# Problem
Copy the lines below word for word, starting at the line that contains "Please locate the medical" and ending at the last line, with both included.

# Records to use
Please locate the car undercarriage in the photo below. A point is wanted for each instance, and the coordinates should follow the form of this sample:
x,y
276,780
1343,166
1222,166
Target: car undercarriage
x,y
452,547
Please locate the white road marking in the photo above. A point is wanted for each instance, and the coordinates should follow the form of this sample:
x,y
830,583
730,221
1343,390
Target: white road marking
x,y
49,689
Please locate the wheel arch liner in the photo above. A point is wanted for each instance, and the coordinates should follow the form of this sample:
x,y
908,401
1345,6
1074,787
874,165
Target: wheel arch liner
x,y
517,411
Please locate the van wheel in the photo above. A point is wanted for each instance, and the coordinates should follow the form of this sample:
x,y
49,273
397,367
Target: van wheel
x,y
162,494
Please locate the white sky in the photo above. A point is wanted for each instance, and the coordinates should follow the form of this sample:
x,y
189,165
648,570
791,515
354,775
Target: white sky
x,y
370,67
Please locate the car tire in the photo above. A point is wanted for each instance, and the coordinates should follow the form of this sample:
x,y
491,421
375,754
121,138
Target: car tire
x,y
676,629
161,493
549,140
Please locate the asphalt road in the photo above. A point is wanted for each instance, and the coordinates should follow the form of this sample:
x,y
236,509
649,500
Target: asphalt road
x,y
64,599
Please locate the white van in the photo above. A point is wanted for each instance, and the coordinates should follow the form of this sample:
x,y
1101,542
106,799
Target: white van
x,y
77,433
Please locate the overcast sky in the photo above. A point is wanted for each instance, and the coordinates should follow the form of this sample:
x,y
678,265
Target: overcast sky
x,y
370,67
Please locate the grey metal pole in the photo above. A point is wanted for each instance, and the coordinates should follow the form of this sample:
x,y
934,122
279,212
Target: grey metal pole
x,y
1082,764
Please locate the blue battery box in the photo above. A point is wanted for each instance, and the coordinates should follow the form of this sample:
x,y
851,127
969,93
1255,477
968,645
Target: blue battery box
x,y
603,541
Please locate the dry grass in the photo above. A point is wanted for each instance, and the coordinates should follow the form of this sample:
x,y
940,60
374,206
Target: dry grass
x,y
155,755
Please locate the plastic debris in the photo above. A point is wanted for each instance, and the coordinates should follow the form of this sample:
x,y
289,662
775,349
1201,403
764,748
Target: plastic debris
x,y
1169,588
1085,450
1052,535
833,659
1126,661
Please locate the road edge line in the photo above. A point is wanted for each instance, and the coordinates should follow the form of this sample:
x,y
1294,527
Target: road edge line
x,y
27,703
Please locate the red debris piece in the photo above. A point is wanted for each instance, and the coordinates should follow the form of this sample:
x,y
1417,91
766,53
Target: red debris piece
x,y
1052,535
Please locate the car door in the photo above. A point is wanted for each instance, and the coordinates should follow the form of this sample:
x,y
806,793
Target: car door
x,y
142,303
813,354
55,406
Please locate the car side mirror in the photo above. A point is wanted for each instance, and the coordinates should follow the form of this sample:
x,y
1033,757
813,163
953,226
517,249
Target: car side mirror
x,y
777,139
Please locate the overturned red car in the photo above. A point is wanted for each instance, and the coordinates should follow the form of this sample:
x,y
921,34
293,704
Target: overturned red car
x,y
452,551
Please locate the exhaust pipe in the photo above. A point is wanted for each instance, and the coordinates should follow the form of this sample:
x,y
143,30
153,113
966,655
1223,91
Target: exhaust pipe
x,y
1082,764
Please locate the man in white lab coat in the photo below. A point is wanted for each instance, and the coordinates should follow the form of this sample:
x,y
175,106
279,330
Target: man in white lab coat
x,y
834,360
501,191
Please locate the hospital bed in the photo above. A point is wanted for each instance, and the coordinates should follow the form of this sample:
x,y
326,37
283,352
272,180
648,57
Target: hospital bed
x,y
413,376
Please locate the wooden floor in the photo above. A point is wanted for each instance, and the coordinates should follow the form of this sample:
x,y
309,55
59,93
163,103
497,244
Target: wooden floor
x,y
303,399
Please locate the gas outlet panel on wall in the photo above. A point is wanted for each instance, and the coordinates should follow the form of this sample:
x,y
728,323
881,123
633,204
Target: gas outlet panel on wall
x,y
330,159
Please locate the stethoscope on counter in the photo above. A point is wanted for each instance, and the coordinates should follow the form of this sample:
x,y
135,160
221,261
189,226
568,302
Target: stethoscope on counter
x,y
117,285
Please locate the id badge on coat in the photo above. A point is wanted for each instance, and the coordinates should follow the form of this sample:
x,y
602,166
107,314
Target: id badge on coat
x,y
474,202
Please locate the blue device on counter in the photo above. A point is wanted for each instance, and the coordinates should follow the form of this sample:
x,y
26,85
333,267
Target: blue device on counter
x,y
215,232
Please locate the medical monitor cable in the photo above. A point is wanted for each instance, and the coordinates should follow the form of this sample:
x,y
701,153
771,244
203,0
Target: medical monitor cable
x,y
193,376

# Answer for this exercise
Please locate the medical monitor cable in the photo above. A point is wanted for each instance, and the coordinates should follow the form of this sample:
x,y
701,153
771,244
203,0
Target: medical monitor cable
x,y
193,376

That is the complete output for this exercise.